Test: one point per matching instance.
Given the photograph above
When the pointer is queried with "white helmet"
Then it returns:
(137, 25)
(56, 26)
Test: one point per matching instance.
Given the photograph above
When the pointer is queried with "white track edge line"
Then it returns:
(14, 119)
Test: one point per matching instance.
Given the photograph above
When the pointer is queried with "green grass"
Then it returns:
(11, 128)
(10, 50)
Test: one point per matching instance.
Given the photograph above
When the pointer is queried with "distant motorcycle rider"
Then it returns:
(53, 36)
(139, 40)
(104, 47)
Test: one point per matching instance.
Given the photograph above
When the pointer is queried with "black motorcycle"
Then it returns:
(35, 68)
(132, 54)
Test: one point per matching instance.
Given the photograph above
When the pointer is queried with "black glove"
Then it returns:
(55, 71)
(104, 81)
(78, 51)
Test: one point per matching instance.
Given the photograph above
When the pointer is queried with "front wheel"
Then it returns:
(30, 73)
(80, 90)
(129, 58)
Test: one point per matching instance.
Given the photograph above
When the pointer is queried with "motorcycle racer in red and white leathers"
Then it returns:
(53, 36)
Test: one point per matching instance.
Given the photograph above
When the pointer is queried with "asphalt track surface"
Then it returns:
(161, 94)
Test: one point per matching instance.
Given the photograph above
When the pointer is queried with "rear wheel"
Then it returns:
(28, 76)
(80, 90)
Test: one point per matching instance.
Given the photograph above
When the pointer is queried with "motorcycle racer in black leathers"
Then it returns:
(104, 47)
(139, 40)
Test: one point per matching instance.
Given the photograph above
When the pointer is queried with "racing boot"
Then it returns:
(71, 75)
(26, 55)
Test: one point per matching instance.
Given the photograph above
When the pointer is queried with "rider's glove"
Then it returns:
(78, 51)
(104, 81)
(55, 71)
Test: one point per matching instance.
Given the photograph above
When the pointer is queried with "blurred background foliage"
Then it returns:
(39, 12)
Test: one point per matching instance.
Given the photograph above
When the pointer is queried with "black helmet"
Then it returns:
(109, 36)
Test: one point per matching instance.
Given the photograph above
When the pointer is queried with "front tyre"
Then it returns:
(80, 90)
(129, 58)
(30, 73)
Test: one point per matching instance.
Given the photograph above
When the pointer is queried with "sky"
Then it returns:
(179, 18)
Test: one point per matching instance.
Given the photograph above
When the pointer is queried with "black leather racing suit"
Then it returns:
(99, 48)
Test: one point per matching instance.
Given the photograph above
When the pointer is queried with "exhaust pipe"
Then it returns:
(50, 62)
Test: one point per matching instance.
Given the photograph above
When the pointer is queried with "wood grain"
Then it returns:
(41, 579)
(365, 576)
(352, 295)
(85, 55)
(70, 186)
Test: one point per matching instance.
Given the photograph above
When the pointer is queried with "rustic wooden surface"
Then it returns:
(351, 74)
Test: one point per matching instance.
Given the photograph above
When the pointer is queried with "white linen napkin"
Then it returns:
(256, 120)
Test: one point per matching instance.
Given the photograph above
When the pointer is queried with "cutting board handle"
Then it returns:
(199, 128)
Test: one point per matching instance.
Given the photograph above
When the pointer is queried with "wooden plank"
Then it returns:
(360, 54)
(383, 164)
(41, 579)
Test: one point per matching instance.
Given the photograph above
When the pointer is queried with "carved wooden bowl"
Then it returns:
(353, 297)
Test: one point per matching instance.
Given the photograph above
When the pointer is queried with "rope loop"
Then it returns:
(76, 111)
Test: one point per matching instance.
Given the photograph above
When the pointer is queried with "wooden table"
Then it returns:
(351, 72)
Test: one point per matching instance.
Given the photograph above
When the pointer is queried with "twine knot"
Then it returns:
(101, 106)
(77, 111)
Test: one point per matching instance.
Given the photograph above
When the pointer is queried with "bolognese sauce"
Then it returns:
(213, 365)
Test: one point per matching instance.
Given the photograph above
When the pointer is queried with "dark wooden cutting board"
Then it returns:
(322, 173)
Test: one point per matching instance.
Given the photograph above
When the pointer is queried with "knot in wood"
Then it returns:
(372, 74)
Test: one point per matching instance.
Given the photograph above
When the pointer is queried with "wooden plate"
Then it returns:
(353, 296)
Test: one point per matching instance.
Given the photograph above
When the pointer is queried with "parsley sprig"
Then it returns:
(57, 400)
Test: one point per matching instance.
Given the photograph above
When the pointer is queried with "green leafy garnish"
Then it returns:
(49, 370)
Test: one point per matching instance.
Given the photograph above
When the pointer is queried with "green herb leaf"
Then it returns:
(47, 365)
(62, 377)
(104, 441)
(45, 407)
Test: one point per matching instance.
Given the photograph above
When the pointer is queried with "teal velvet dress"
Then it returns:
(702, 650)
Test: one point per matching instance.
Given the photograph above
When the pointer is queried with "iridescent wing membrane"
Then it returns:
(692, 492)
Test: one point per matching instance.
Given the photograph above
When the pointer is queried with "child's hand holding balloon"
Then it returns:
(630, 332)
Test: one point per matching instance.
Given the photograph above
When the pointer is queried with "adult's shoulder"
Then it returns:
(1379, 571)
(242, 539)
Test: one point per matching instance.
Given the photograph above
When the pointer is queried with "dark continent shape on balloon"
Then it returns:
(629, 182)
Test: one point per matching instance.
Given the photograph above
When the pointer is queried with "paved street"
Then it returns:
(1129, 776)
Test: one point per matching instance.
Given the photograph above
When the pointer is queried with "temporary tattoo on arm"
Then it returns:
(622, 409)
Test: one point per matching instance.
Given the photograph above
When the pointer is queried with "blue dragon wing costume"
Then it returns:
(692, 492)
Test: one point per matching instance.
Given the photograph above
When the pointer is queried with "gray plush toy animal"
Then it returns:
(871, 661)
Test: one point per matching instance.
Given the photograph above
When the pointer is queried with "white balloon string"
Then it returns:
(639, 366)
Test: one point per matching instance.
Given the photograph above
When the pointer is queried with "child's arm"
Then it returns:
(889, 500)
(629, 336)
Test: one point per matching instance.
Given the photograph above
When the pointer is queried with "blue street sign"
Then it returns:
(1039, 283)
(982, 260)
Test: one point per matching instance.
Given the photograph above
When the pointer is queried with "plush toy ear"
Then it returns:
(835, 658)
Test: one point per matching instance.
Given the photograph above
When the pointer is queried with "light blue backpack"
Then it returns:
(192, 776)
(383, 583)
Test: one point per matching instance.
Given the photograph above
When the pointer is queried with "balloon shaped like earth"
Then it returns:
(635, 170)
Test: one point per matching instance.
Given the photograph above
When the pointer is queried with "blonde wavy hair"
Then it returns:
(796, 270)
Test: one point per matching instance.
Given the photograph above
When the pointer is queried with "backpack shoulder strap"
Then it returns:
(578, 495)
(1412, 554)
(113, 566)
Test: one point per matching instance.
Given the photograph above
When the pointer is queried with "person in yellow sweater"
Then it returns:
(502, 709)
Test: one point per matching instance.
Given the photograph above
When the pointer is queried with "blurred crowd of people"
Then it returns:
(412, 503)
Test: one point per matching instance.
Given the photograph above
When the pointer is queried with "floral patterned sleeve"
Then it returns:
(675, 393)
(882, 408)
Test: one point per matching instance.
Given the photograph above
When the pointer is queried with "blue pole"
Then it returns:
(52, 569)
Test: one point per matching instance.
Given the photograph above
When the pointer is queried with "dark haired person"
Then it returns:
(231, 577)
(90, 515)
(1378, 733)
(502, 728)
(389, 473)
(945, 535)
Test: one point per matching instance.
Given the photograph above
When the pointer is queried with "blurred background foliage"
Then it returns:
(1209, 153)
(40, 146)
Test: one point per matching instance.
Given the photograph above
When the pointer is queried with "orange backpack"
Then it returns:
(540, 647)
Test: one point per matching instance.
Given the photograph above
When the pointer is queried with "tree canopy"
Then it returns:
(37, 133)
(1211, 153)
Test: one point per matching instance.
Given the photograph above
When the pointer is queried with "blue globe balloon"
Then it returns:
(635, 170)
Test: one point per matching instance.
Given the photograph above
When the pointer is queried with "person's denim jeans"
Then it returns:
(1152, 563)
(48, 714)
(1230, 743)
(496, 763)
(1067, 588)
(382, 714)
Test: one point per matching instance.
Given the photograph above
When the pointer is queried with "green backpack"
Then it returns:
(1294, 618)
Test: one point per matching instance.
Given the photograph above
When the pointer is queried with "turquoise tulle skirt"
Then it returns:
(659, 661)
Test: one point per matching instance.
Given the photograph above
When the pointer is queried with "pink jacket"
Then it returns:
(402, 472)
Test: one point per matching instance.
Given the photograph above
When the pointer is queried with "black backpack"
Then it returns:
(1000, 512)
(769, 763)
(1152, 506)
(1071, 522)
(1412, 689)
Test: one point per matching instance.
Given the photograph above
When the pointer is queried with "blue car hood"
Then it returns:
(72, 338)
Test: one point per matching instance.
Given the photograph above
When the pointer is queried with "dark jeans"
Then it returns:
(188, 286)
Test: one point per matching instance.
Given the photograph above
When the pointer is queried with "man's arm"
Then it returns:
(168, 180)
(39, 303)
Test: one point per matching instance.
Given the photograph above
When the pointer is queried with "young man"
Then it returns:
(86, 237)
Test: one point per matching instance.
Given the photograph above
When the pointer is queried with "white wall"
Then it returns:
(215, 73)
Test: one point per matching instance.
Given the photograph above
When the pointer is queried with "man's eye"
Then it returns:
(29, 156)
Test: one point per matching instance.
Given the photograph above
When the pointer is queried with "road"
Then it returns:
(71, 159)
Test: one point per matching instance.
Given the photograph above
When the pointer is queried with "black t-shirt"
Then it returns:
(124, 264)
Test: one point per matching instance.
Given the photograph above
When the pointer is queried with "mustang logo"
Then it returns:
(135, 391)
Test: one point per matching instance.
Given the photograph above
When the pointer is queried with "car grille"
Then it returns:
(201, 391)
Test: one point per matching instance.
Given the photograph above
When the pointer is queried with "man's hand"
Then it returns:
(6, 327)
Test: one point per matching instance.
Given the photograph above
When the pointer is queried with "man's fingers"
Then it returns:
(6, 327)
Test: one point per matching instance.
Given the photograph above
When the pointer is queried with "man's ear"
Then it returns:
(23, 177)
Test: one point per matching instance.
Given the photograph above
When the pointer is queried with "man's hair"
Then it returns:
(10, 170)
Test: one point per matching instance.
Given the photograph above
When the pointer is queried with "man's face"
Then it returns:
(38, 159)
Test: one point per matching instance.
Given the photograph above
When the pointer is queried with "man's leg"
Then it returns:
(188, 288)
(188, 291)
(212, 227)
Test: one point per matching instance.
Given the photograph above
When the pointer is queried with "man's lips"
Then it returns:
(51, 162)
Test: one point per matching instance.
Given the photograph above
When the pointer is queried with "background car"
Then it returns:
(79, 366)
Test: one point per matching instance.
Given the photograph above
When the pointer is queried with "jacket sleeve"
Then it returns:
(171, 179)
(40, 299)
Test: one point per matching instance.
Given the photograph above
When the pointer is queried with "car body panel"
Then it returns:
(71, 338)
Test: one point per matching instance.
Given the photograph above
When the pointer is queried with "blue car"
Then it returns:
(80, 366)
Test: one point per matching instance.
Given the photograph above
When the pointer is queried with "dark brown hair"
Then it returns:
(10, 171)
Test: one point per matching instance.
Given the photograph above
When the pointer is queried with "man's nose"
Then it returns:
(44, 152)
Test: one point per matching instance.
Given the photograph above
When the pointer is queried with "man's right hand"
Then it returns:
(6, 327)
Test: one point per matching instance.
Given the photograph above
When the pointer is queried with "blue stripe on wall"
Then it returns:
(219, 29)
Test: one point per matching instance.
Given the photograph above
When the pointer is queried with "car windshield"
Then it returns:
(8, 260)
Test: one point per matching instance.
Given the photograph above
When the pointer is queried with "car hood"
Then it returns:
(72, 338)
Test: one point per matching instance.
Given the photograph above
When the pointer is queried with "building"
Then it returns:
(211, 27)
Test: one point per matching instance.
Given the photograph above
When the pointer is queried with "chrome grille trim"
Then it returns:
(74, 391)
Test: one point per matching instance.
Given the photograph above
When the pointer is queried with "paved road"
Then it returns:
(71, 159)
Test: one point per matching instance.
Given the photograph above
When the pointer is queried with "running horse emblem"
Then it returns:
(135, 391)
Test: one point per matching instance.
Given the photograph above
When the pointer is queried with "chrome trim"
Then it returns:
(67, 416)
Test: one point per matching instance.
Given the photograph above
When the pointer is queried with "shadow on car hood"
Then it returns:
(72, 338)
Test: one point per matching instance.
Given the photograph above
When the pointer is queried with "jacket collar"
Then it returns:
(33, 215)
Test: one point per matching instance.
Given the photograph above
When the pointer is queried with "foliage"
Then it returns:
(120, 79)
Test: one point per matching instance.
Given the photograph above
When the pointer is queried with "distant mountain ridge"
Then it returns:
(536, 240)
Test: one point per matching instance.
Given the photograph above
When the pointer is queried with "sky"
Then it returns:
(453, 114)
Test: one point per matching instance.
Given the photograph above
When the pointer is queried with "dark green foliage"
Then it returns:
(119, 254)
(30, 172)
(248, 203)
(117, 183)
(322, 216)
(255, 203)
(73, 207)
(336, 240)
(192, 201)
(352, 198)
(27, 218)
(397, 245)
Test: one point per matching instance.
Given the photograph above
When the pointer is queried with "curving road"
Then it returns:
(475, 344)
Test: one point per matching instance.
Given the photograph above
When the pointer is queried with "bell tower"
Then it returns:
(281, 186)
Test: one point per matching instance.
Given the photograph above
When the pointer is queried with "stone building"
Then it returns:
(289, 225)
========================================
• SHORT PROBLEM: List every line of the records that contains the word "black".

• IN RESPONSE:
When the pointer is queried with "black motorcycle"
When the pointer is queried with "black glove"
When the pointer is queried with "motorcycle racer in black leathers"
When the pointer is queried with "black helmet"
When the pointer is queried with "black leather racing suit"
When the pointer is queried with "black backpack"
When the pointer is queried with "black t-shirt"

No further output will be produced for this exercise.